• Task A
Please transcribe the stretch of the OKA! screening text from "OKA! tells a" through "across the screen.".
• Task B
Restate the paragraph of the OKA! screening text that begins "OKA! tells a fictionalized story" as a short bulleted list of its main facts.

• Document segment
A short stroll across campus brought Currier to Engelhard Gymnasium, which was filled with the entire Foxcroft community and nearly 150 individuals from Middleburg and environs drawn to the screening of OKA! Head of School Mary Lou Leipheimer introduced Currier, who briefly introduced the film. “One of the charms of the film,” she said, “is the Bayaka themselves … They have something to teach us. We have so much and are often so unhappy. They have so little and yet are so happy. So this is something that struck me. I think the film talks about that as well as the environmental issues.”

OKA! tells a fictionalized story based on the memoir of Louis Sarno, an ethnomusicologist who lives among the Bayaka pygmies of the Central African Republic documenting their music and musical instruments. It is part fable, part adventure, and part mystery, with generous doses of humor and magic thrown in. A “docu-fable” as Currier called it. The enrapturing story and stunning cinematography transported the audience to the tropical rainforest of the Congo River Basin where logging and poaching are threatening pygmies and villages that, until recently, had been virtually untouched by modern civilization. As the credits rolled, a rousing round of applause sprang up as “Directed by Lavinia Currier” scrolled across the screen.

Following the film, Currier invited questions and was asked what actions she would have the audience take to effect change for the Bayaka people and African rainforest. She thanked the questioner, adding, “You make a film and you hope it will change the world. But the world stays the same.”

• Dataset

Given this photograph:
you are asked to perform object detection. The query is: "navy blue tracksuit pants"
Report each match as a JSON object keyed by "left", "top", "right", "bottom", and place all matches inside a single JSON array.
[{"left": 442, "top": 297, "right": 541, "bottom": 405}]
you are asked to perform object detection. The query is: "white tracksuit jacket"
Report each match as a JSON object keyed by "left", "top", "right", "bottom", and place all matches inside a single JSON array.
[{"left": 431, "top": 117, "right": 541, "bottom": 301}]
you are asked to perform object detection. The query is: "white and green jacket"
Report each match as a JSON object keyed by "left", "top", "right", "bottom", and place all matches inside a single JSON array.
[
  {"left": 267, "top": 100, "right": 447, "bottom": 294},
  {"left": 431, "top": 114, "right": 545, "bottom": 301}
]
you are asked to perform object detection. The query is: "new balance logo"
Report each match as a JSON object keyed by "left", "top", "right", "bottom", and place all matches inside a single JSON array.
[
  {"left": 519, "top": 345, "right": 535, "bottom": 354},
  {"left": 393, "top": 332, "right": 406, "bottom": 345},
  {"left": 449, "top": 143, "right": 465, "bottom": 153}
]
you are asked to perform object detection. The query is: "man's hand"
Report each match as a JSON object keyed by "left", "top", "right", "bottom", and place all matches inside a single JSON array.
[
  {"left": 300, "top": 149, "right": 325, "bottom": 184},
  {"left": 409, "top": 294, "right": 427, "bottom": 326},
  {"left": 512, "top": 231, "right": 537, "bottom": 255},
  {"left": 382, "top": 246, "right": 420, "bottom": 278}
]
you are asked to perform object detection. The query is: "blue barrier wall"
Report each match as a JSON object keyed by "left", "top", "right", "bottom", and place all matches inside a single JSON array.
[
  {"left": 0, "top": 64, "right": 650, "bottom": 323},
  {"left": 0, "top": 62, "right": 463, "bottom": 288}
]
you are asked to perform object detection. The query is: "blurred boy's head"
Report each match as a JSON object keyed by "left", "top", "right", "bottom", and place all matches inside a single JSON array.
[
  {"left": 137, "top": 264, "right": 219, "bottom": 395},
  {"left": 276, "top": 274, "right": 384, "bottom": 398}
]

• Output A
OKA! tells a fictionalized story based on the memoir of Louis Sarno, an ethnomusicologist who lives among the Bayaka pygmies of the Central African Republic documenting their music and musical instruments. It is part fable, part adventure, and part mystery, with generous doses of humor and magic thrown in. A “docu-fable” as Currier called it. The enrapturing story and stunning cinematography transported the audience to the tropical rainforest of the Congo River Basin where logging and poaching are threatening pygmies and villages that, until recently, had been virtually untouched by modern civilization. As the credits rolled, a rousing round of applause sprang up as “Directed by Lavinia Currier” scrolled across the screen.

• Output B
- OKA! is a fictionalized story based on the memoir of Louis Sarno, an ethnomusicologist who lives among the Bayaka pygmies of the Central African Republic and documents their music and instruments.
- It mixes fable, adventure and mystery with humor and magic; Currier called it a "docu-fable."
- Its story and cinematography took the audience to the Congo River Basin rainforest, where logging and poaching threaten pygmies and villages that were, until recently, virtually untouched by modern civilization.
- The audience applauded as "Directed by Lavinia Currier" appeared in the credits.